__THE TASK__
Rewrite the entries starting at the line containing "Habitat-count request: mark the ajuga" and ending at the last of the entries, replacing "pretty-printed" with "indented" and keeping everything else the same.

::: DATA SECTION :::

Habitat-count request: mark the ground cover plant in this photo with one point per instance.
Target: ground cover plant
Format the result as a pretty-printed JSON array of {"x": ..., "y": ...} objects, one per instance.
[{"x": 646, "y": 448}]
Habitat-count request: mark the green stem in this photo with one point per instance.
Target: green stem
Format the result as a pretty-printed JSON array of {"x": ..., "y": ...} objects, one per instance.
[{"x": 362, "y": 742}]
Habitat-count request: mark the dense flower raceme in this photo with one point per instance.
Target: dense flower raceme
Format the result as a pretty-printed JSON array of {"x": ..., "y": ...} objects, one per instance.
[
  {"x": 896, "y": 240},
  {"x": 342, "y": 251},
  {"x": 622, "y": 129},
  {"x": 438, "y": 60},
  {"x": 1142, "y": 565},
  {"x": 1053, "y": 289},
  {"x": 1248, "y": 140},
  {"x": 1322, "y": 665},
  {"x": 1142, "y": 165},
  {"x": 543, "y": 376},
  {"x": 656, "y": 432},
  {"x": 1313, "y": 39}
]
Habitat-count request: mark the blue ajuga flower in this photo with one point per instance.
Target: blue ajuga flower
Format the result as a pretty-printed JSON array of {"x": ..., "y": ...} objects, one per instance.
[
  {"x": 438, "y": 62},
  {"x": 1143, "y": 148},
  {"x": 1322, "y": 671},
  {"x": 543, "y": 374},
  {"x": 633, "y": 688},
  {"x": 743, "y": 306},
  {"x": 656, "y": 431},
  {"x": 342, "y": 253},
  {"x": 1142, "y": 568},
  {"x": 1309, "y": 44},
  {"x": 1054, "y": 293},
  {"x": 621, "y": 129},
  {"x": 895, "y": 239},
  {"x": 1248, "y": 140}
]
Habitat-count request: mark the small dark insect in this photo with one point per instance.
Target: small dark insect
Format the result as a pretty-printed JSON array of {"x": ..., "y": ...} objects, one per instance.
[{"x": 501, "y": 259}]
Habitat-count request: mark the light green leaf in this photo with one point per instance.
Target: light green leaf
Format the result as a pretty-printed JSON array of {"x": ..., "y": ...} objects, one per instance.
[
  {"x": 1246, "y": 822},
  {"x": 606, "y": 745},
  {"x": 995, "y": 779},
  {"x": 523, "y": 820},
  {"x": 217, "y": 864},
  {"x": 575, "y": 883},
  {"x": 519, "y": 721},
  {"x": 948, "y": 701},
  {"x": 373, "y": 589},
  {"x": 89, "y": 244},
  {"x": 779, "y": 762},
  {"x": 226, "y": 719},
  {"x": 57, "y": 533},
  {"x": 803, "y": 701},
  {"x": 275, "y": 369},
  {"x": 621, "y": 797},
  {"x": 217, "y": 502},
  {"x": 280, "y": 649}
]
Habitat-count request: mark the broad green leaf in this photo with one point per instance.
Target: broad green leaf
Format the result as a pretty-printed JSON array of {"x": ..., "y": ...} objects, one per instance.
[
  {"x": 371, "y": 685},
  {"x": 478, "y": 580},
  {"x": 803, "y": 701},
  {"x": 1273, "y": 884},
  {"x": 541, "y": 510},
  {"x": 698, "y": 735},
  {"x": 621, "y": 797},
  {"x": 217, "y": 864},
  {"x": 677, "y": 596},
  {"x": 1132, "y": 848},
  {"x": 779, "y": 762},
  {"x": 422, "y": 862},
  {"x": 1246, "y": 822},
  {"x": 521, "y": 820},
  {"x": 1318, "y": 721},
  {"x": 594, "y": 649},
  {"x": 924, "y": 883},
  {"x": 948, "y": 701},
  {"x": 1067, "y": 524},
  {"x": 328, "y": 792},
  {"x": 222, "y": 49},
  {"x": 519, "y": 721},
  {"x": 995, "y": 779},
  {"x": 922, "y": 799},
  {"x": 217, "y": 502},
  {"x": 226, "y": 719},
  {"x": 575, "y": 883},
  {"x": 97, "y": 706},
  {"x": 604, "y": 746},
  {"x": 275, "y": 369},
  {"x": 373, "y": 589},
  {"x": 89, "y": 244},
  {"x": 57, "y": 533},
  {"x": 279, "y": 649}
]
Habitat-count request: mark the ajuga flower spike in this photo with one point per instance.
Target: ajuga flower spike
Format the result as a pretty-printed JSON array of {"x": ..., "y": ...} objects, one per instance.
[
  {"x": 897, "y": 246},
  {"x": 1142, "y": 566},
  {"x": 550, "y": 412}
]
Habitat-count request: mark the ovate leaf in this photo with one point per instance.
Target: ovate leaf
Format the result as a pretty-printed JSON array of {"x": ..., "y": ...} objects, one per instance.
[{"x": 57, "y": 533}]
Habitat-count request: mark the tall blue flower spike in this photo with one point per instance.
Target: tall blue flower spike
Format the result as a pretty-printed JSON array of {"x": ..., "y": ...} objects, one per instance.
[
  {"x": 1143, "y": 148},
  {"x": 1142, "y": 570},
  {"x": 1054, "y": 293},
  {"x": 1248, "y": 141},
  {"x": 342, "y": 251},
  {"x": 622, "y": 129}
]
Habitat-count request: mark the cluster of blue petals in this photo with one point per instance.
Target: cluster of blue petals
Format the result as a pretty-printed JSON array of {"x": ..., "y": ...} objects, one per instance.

:::

__TASK OUTPUT__
Habitat-count request: mark the ajuga flower spike in this photo with one point per instance.
Target: ajuga flower spike
Format the result as a indented JSON array of {"x": ..., "y": ...} objects, one per instance.
[
  {"x": 897, "y": 246},
  {"x": 1142, "y": 566},
  {"x": 550, "y": 412}
]
Habitat-count request: mark the ovate leaf in this photo with one point per instance.
Target: ovate leaf
Format the result as a indented JSON array of {"x": ..., "y": ...} objects, one per instance.
[{"x": 57, "y": 533}]
Habitat-count request: mark the tall blue flower spike in this photo with one point per instance.
Target: tall blue flower spike
Format the result as a indented JSON array of {"x": ..., "y": ...} objects, one per instance.
[
  {"x": 1143, "y": 148},
  {"x": 1142, "y": 570},
  {"x": 1054, "y": 293},
  {"x": 1248, "y": 141},
  {"x": 342, "y": 251},
  {"x": 622, "y": 129}
]
Habitat-count request: mark the cluster of blue petals in this photo with one point per instance.
Target: cluster of blue petals
Format the result as a indented JSON array of {"x": ..., "y": ...} objects, one per instance.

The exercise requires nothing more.